* **Exercise requirements**
Collect every line of the listing that contains the string "matching", treating uppercase and lowercase letters as distinct.

*** Task inputs ***

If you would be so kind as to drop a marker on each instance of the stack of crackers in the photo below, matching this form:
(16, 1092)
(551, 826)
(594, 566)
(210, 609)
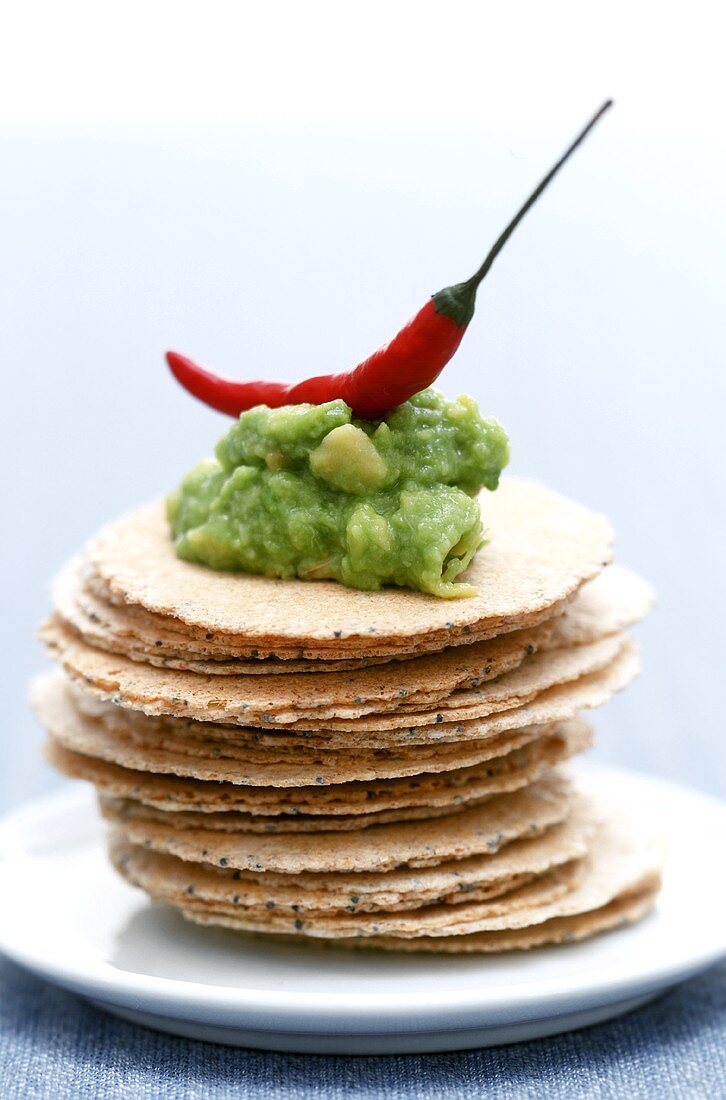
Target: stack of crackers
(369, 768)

***
*** Task inputs ***

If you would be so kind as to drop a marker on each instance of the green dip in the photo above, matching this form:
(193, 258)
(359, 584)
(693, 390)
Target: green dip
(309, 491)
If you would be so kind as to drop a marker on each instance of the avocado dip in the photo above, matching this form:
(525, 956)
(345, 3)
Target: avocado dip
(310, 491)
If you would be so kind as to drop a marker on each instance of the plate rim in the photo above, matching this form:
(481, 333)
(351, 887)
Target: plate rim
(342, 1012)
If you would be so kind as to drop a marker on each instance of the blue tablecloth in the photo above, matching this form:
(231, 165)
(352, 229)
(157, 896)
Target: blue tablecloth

***

* **Response to this exercise**
If you would be so kind as to drop a marker on each instance of the stack of crackers in the photo below, matching this form:
If you would be so kind as to drop a marker on each instance of the green dip in the photo above, matching this form:
If you would be so kind as to drop a marker on each instance of the avocado dip in the photo above, matching this form:
If you would be so kind as to drop a marker on each instance of the plate rim in the photo above, matching this form:
If you would be so kind as to drop a marker on each instance of the blue tablecloth in the photo above, matching this form:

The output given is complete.